WHAT YOU NEED TO DO:
Every line in the data below that holds "above" should be found and copied.

[Stored data entries]
○ ○ ○ ○ ○ ○ ○

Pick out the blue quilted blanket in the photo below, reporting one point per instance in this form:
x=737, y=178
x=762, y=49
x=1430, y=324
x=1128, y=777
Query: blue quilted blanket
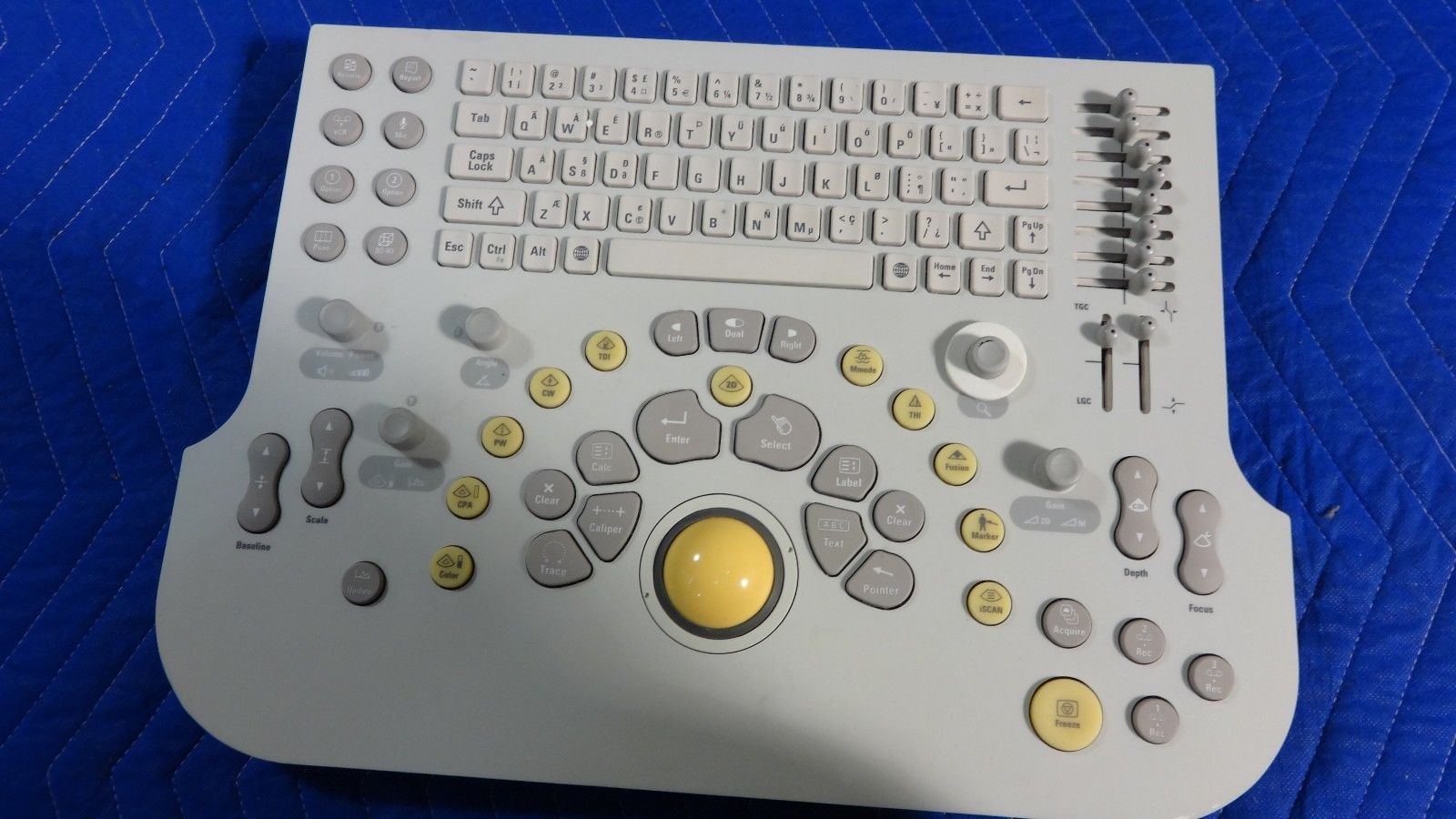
x=142, y=147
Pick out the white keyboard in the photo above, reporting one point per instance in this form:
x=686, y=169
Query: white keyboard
x=814, y=424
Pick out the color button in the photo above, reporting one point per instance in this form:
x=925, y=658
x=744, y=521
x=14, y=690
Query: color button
x=956, y=464
x=732, y=385
x=1065, y=713
x=982, y=530
x=861, y=366
x=468, y=497
x=502, y=436
x=989, y=602
x=550, y=388
x=604, y=351
x=914, y=409
x=451, y=567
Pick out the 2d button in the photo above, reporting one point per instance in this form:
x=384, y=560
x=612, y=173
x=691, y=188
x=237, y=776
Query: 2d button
x=793, y=339
x=989, y=602
x=676, y=332
x=1065, y=713
x=608, y=522
x=550, y=388
x=982, y=530
x=1067, y=622
x=1210, y=676
x=501, y=436
x=885, y=581
x=674, y=429
x=781, y=435
x=914, y=409
x=451, y=567
x=846, y=472
x=555, y=560
x=956, y=464
x=732, y=387
x=604, y=458
x=899, y=516
x=604, y=350
x=734, y=331
x=863, y=365
x=834, y=535
x=548, y=493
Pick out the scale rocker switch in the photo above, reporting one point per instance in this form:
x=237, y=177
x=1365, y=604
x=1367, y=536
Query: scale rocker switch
x=1136, y=533
x=267, y=457
x=1198, y=567
x=324, y=482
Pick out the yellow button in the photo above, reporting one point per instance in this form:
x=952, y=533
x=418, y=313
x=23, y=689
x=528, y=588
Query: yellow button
x=550, y=388
x=468, y=497
x=732, y=385
x=502, y=436
x=718, y=573
x=914, y=409
x=606, y=350
x=956, y=464
x=1065, y=713
x=451, y=567
x=861, y=365
x=989, y=602
x=982, y=530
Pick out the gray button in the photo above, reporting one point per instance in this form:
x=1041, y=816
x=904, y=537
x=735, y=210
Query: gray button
x=1155, y=720
x=1142, y=642
x=324, y=242
x=332, y=184
x=793, y=339
x=676, y=332
x=1198, y=567
x=885, y=581
x=402, y=130
x=846, y=472
x=363, y=583
x=351, y=72
x=734, y=331
x=411, y=73
x=341, y=127
x=834, y=535
x=386, y=245
x=267, y=457
x=674, y=429
x=1136, y=535
x=1210, y=676
x=609, y=521
x=781, y=435
x=548, y=493
x=899, y=516
x=555, y=560
x=324, y=482
x=1067, y=622
x=395, y=187
x=604, y=458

○ ○ ○ ○ ○ ○ ○

YOUR RESPONSE:
Pick out the white keyboard in the photo above, reporting one point per instance in this form:
Pick out the color button in the photo above, reporting one point per instance in this form:
Pick out the 2d button in the photo above, reporting one point per instance in this form:
Pick out the scale rocker switch in the photo above, reporting one point per instance in this form:
Pick out the yellow button in the photo above, reporting one point per instance in this form:
Pick out the gray button in the photo above, reporting one point per instance in this form:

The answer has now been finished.